### EXERCISE AIM:
Count the lines in the material below that contain the word "pale", and reply with the number alone.

# # #

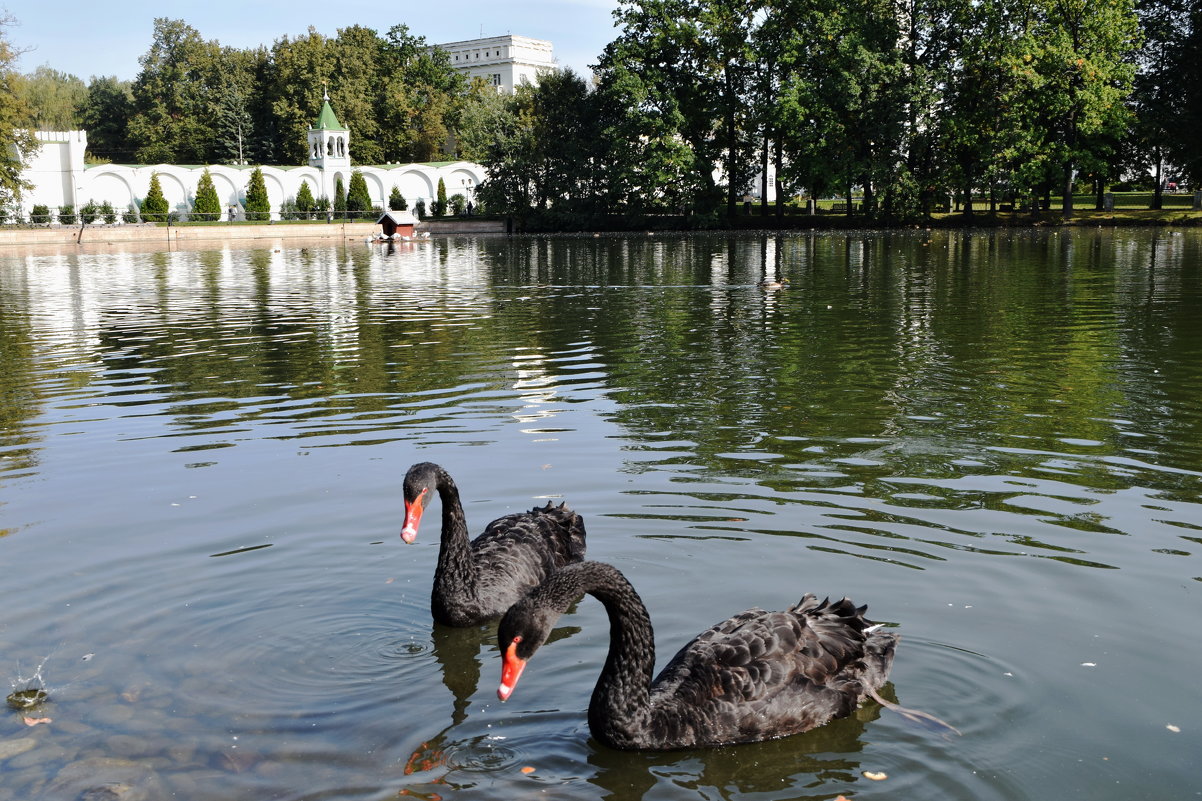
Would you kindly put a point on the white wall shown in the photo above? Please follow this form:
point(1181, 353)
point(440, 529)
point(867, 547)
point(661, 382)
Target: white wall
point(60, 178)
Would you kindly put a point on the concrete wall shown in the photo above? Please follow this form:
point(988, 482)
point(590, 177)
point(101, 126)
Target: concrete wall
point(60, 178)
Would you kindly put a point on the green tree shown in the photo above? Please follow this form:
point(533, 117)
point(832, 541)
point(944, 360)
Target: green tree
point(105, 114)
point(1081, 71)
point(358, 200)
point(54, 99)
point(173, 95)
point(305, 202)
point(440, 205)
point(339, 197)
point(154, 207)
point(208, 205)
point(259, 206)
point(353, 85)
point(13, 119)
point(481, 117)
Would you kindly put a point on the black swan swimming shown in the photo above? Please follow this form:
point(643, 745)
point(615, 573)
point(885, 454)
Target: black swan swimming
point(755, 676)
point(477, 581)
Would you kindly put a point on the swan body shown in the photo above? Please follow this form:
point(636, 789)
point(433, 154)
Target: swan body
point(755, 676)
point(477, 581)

# # #

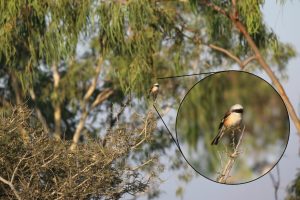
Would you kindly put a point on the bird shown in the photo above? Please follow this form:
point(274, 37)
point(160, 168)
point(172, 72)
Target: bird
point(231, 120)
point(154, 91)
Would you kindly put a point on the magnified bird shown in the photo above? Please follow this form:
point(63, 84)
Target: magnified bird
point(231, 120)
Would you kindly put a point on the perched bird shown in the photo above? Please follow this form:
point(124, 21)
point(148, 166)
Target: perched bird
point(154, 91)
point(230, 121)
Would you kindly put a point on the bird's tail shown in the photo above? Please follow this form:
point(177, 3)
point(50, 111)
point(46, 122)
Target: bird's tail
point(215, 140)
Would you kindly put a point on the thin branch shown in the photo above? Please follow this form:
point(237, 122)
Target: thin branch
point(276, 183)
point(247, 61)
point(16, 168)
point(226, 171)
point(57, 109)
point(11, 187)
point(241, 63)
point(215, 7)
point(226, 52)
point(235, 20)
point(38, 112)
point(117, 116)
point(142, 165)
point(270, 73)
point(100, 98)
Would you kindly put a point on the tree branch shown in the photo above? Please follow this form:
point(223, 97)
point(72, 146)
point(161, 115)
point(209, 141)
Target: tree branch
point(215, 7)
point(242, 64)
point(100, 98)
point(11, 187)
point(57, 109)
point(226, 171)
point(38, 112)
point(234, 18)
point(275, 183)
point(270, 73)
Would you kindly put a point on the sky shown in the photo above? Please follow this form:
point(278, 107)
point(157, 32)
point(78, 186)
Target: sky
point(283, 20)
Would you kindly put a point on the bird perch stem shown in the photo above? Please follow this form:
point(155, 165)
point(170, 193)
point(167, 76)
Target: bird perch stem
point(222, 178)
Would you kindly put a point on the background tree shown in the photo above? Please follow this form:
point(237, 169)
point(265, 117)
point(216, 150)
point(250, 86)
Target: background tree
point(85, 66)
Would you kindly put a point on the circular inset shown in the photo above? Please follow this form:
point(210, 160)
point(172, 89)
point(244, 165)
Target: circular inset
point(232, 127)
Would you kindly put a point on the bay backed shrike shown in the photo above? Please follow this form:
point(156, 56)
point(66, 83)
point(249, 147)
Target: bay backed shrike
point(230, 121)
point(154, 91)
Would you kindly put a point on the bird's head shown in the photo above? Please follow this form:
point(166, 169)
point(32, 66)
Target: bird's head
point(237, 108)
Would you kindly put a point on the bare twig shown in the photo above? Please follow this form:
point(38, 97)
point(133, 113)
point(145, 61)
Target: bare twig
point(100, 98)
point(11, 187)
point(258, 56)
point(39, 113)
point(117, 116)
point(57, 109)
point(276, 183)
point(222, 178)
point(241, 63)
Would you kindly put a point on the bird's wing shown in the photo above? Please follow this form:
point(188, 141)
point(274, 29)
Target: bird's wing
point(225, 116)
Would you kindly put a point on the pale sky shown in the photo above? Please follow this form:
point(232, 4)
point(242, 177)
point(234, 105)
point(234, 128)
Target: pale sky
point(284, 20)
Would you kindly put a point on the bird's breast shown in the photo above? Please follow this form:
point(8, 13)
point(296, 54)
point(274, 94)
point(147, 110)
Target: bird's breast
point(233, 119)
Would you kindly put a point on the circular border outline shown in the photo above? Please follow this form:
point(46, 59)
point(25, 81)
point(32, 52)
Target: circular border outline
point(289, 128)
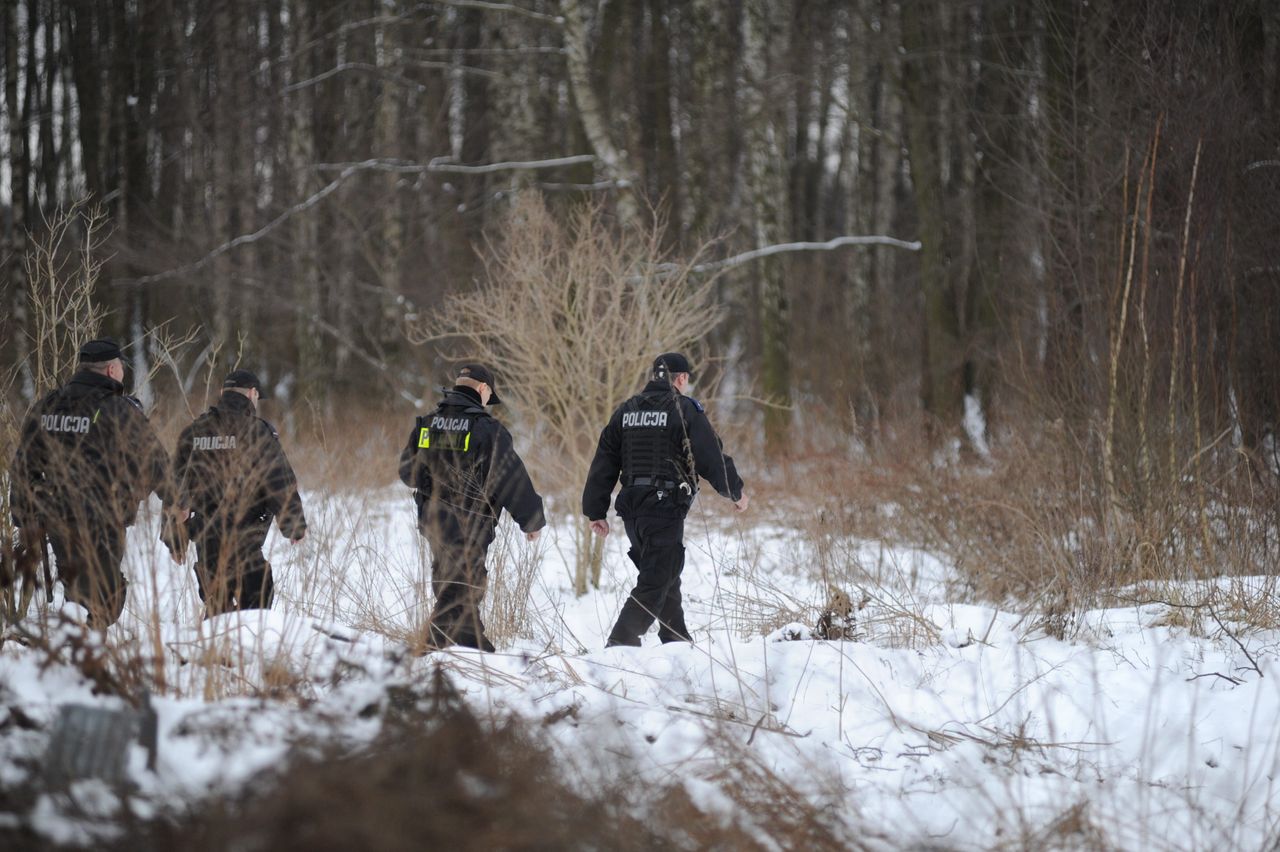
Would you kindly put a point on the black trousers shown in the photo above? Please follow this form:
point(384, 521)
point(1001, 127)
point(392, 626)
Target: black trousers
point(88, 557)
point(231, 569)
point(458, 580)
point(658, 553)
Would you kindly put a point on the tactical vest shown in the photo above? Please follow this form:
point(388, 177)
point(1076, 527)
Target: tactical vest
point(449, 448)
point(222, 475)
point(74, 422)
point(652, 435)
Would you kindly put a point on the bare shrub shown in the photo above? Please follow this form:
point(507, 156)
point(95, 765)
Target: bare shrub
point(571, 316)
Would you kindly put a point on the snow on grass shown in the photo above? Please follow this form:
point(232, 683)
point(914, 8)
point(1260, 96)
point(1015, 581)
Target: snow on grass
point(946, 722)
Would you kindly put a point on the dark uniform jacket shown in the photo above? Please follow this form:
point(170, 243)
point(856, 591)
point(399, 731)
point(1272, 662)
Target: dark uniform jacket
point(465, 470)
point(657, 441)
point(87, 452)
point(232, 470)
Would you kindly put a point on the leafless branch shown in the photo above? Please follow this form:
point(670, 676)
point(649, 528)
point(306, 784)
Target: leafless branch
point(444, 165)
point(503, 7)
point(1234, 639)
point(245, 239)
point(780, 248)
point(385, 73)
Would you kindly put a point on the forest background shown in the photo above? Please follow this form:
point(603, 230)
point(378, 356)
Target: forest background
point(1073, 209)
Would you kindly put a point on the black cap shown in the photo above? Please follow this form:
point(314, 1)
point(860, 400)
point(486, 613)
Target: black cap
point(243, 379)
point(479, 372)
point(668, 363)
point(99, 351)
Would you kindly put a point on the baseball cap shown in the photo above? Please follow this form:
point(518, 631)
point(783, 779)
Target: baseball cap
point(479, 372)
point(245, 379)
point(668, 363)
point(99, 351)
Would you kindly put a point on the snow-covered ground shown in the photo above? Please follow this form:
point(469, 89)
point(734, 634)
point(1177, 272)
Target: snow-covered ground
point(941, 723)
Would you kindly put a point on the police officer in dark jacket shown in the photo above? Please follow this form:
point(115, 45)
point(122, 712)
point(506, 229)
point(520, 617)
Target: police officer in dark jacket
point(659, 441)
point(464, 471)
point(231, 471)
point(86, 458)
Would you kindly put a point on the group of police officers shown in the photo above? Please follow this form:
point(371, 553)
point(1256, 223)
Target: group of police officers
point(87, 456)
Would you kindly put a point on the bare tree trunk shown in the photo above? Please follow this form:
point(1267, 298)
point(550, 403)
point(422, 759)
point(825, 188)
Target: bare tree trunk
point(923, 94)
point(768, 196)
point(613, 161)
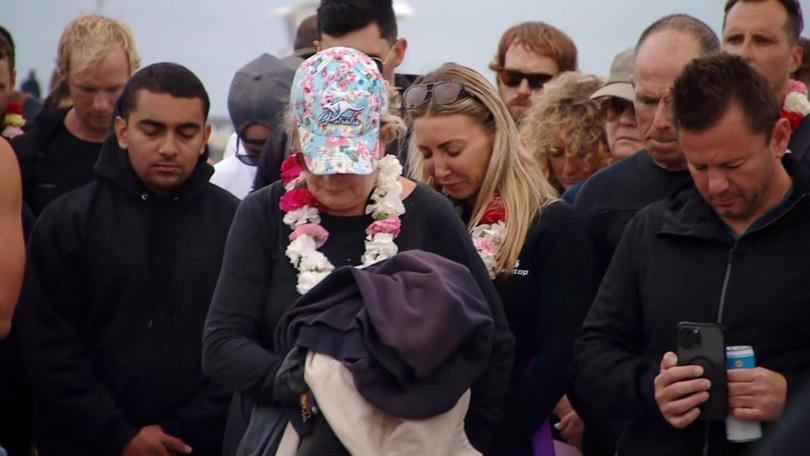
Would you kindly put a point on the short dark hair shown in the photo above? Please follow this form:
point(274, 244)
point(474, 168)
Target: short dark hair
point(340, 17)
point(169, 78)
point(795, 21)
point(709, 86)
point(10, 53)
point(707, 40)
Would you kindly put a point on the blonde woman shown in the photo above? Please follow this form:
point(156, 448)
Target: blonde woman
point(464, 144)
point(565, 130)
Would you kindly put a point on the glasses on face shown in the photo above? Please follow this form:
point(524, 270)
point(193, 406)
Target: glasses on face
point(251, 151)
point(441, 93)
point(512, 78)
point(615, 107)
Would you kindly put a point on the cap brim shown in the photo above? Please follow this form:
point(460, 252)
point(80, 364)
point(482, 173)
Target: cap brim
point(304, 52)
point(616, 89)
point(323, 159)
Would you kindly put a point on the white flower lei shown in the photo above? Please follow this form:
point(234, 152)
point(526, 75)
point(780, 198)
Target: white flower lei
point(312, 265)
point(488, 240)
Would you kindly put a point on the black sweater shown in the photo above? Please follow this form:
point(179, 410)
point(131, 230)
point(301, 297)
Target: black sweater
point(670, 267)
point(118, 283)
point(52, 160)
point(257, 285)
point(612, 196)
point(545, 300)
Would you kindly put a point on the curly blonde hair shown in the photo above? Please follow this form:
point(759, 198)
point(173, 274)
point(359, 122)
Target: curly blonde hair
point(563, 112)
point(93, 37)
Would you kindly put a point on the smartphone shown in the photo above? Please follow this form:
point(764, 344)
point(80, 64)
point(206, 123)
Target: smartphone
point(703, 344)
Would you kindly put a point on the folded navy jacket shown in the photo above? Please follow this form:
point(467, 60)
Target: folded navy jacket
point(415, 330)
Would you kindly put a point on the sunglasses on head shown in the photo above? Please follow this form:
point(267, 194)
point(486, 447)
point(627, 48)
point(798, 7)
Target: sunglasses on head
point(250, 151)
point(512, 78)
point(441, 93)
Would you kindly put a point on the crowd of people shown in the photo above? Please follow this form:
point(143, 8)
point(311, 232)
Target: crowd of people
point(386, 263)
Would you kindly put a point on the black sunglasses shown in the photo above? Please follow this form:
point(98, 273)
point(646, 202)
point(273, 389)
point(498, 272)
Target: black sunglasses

# # #

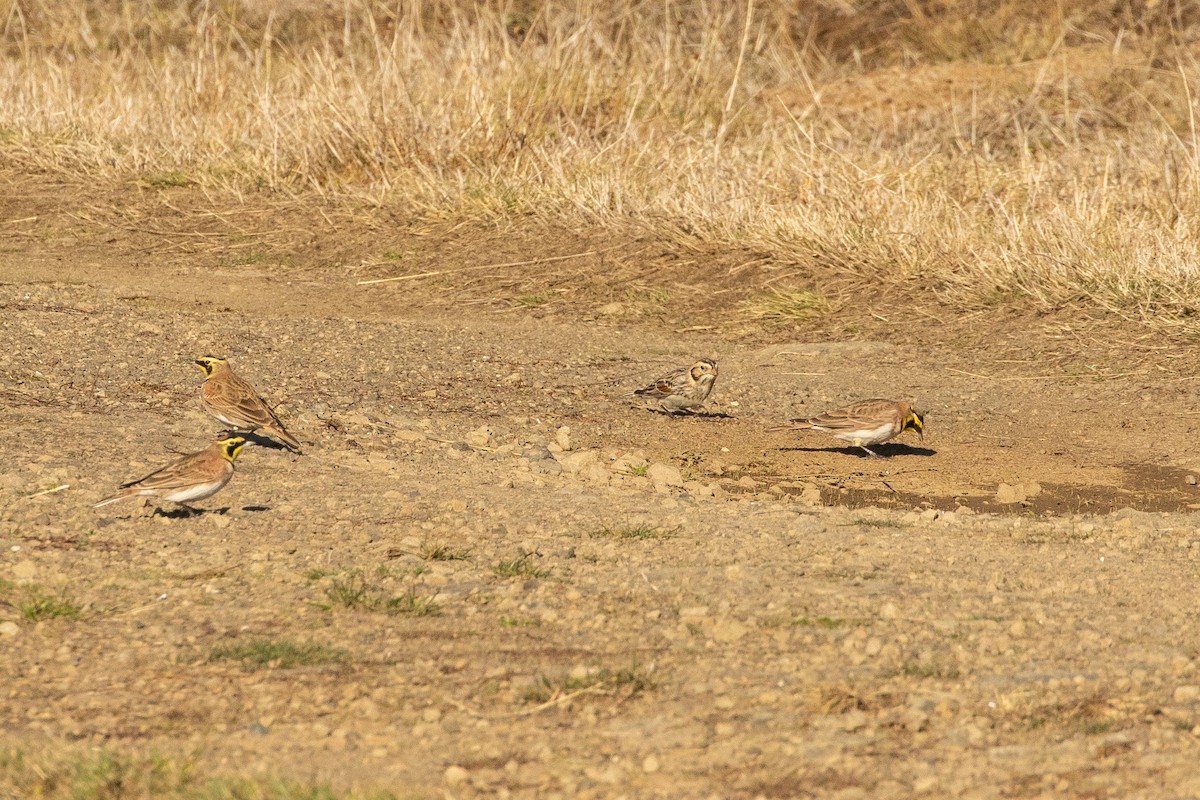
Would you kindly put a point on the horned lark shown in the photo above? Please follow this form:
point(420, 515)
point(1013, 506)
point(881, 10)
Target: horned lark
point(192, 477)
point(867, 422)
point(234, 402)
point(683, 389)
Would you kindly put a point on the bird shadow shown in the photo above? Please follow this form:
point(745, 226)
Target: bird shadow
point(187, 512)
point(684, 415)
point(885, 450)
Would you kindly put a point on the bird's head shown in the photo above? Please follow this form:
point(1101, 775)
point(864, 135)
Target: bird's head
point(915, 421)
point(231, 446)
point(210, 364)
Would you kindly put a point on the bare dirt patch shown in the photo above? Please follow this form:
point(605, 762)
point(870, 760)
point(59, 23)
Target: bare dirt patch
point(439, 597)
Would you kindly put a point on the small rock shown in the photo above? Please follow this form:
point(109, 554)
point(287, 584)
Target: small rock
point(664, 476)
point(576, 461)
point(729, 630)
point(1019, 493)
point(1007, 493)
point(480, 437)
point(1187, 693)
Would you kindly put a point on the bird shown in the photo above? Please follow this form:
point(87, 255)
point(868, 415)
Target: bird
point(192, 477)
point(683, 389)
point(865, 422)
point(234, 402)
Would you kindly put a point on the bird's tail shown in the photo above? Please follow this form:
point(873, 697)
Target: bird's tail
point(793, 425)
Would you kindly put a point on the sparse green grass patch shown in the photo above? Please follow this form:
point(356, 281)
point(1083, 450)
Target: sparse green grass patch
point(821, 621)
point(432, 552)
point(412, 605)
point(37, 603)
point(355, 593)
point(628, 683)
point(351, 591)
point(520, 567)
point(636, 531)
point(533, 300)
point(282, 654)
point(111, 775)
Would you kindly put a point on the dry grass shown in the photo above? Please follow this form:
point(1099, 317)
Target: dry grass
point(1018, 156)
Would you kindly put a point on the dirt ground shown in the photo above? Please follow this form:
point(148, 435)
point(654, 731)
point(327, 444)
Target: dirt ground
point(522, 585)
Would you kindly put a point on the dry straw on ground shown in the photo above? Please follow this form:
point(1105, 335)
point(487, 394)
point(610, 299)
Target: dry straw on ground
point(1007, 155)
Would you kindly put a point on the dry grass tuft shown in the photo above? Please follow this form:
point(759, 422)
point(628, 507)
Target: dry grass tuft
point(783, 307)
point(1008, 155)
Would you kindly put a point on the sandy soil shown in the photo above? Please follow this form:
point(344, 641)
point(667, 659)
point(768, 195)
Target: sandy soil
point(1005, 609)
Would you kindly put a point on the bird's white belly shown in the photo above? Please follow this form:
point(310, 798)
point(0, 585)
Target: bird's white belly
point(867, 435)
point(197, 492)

# # #

### OUTPUT OF THE EXERCISE:
2